=== Extract provided ===
The existing methods of detection of mimicry are simply based on
identifying sequence or structure similarity. A previously available
database, namely mimicDB (8) provides information about molecular
mimicry proteins or epitopes involved in a limited number of human
parasites. Another database miPepBase (23) lists the experimentally
verified mimicry peptides involved in auto-immune disease. However, a
wide range of domains and motifs are recruited by pathogens to mimic and
hijack the host cell machinery for its survival (20, 21, 24-26). A
computational pipeline using pBLAST against the human proteome has also
been implemented for the prediction of the molecular mimicry candidates
in bacterial pathogens (27). However, sequence-based methods for
discovery of protein mimics may not be adequate as they are dependent on
the level of recognizable homology between the host and pathogen
proteins. Structure-based methods are more suitable for recognizing
remote similarity while motif-based methods are suitable for recognizing
localized regions of similarity between proteins. Pathogenic bacteria
are likely to target the host proteins by imperfectly mimicking the host
interface (28). An interface mimicry-based method, the HMI-PRED server
(29) carries out structural prediction of given HP-PPIs. However, it is
limited due to the requirement of the structure of the microbial protein
involved in mimicry.
Similarity between motifs and domains of the host and pathogen proteins
does not necessarily indicate their actual interaction. This is further
dependent on the proteins having simultaneous expression and being
present in the same cellular compartment. However, analysis of the PPIs
in yeast and human showed that a large majority of the interactions
occur between proteins in the same subcellular compartment (30, 31).

=== Given data ===
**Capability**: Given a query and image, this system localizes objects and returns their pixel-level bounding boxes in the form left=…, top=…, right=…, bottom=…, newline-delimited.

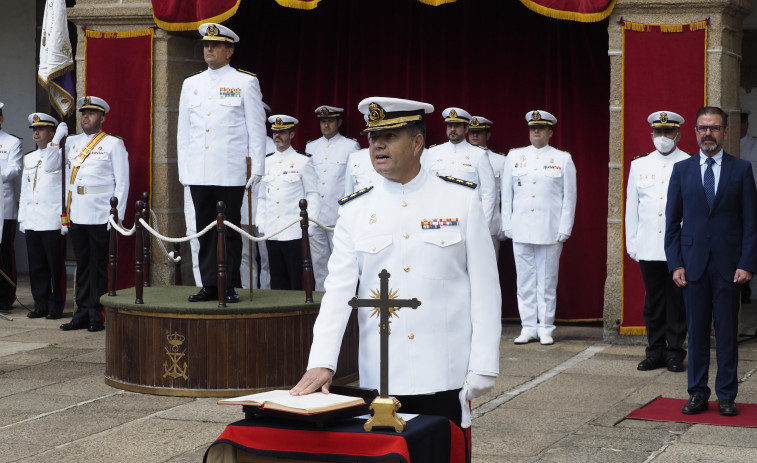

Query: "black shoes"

=== Task requirements ===
a – From the passage on detecting molecular mimicry, output the stretch from "Similarity between motifs" through "compartment (30, 31)." word for word.
b – Summarize the passage on detecting molecular mimicry in two sentences.

=== Outputs by task ===
a –
Similarity between motifs and domains of the host and pathogen proteins
does not necessarily indicate their actual interaction. This is further
dependent on the proteins having simultaneous expression and being
present in the same cellular compartment. However, analysis of the PPIs
in yeast and human showed that a large majority of the interactions
occur between proteins in the same subcellular compartment (30, 31).

b – Existing methods for detecting mimicry rely on sequence or structure similarity, and sequence-based methods may not be adequate because they depend on recognizable homology between host and pathogen proteins. Structure-based methods suit remote similarity and motif-based methods suit localized similarity, but similarity between host and pathogen motifs and domains does not necessarily indicate actual interaction, which also depends on simultaneous expression and presence in the same cellular compartment.